▶ _Given task_:
Locate the line that contains "Target | driver side mirror". Reproduce it and all following lines up to the end of the material, exactly and with nothing added.

--

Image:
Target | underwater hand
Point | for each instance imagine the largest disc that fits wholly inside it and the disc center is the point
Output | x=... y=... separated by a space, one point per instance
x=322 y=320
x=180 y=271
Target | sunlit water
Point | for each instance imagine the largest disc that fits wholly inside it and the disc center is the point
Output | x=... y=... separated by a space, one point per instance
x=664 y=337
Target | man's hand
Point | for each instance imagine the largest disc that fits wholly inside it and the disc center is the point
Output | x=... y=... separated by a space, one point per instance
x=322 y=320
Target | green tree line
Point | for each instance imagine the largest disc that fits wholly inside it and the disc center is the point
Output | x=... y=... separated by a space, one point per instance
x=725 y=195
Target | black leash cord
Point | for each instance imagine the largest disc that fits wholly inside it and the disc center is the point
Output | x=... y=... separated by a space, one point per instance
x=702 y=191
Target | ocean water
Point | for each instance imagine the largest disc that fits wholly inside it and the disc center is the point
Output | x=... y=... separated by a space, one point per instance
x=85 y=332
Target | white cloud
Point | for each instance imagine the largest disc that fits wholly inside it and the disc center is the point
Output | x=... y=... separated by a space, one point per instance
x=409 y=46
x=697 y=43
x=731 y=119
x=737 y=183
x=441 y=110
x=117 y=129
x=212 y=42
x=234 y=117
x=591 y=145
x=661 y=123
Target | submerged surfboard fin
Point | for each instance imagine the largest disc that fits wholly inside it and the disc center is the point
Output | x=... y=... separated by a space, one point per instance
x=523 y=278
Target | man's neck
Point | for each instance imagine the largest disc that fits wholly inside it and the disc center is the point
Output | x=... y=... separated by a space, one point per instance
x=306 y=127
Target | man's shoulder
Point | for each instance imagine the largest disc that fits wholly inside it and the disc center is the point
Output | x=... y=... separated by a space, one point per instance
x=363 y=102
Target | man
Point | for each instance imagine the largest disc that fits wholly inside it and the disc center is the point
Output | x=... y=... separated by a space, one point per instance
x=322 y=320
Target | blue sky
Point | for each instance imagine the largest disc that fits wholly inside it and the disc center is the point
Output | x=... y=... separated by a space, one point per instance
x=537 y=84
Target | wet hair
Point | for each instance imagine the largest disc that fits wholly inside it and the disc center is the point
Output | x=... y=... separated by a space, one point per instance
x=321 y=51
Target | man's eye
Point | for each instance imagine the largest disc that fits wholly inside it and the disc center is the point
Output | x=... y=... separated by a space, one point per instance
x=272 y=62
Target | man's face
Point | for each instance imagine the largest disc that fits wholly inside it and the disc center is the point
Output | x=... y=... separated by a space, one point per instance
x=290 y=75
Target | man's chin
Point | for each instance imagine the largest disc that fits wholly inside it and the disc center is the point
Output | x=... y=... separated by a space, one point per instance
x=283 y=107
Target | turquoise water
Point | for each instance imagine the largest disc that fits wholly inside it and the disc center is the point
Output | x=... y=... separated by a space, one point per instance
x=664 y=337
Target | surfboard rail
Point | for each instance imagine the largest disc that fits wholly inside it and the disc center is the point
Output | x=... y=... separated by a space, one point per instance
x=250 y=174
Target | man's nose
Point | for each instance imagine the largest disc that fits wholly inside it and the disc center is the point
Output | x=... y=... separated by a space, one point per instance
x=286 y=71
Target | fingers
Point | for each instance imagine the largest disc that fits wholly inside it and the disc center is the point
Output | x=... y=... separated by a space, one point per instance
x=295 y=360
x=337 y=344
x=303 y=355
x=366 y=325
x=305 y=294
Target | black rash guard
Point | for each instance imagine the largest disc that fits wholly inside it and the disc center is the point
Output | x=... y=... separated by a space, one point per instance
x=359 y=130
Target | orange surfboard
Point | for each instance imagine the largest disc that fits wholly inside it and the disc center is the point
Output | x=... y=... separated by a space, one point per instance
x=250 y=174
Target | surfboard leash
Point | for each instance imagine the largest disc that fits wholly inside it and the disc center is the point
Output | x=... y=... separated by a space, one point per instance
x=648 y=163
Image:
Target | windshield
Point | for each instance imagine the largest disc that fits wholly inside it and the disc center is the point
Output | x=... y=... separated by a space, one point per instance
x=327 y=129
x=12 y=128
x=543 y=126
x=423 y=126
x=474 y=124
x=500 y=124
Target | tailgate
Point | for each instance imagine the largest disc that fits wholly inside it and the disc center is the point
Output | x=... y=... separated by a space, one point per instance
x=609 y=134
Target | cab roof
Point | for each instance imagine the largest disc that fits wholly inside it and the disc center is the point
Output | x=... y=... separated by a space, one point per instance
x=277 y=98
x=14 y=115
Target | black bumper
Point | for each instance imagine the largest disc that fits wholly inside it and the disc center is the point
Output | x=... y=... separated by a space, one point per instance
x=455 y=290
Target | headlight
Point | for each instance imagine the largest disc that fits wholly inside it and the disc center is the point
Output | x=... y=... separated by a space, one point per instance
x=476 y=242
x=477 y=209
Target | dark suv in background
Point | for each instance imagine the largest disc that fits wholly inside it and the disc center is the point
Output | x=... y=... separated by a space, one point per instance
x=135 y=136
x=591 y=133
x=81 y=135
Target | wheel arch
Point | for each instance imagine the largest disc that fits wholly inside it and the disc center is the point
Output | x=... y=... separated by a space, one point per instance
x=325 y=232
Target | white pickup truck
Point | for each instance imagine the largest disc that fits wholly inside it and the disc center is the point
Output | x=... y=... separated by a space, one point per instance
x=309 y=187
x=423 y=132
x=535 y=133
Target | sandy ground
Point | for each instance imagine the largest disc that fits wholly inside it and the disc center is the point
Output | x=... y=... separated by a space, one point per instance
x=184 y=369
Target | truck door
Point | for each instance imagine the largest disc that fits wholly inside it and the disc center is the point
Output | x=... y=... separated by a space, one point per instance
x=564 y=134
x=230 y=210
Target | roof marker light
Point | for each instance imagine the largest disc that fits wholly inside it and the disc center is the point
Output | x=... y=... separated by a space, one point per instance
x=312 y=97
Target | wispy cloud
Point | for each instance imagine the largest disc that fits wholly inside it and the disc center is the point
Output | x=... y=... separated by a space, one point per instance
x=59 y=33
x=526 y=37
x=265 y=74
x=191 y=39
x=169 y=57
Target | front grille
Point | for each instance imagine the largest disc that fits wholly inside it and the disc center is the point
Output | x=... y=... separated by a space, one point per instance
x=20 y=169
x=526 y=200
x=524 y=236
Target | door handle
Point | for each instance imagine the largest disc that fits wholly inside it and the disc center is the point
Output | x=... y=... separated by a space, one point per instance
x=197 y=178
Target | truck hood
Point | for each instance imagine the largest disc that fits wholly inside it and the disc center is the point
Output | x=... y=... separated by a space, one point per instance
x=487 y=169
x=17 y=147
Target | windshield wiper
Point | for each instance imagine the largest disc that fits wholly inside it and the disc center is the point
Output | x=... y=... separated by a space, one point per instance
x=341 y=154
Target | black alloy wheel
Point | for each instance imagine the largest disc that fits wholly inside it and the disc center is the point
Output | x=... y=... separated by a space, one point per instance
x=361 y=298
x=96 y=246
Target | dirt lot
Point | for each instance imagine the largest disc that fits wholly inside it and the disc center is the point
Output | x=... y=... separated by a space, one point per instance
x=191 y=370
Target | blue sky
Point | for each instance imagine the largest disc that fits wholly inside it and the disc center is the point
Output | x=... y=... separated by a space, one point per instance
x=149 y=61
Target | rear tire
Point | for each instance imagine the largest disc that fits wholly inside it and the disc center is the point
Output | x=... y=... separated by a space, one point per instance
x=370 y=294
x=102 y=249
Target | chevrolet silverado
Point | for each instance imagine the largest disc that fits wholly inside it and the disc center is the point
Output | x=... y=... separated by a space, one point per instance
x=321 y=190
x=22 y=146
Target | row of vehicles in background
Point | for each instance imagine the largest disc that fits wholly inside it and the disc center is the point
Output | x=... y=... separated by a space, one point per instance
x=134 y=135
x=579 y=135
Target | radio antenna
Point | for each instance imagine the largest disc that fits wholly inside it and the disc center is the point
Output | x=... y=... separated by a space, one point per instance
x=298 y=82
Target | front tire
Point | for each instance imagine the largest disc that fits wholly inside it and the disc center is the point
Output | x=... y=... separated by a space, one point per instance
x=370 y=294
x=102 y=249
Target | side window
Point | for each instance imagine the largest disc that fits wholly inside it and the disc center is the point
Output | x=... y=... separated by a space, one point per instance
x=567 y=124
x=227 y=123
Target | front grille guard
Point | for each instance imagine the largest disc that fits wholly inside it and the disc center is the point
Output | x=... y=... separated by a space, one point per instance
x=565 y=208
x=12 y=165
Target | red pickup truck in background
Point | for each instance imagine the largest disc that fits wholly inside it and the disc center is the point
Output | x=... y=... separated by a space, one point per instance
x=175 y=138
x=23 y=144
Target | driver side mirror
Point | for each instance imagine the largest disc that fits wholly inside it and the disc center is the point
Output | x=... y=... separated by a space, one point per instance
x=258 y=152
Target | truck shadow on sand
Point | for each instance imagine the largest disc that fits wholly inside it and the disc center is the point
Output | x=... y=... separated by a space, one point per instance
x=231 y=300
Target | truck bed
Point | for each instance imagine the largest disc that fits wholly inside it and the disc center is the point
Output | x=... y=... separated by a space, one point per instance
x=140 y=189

--

▶ _Solution for this problem_:
Target | driver side mirror
Point | for each instance imagine the largest disc that fits wholly inside it and the disc center is the point
Output | x=... y=... separated by a space, one point per instance
x=258 y=152
Target | truck shadow on sand
Point | for each instance imagine the largest disc that fits wholly inside it and the disc center is the point
Output | x=... y=... separated by a space, one point per instance
x=231 y=300
Target | truck bed
Point | for each instance imagine the largest disc that fits wholly inside it and the disc center is the point
Output | x=... y=... separated by a space, one point per instance
x=140 y=189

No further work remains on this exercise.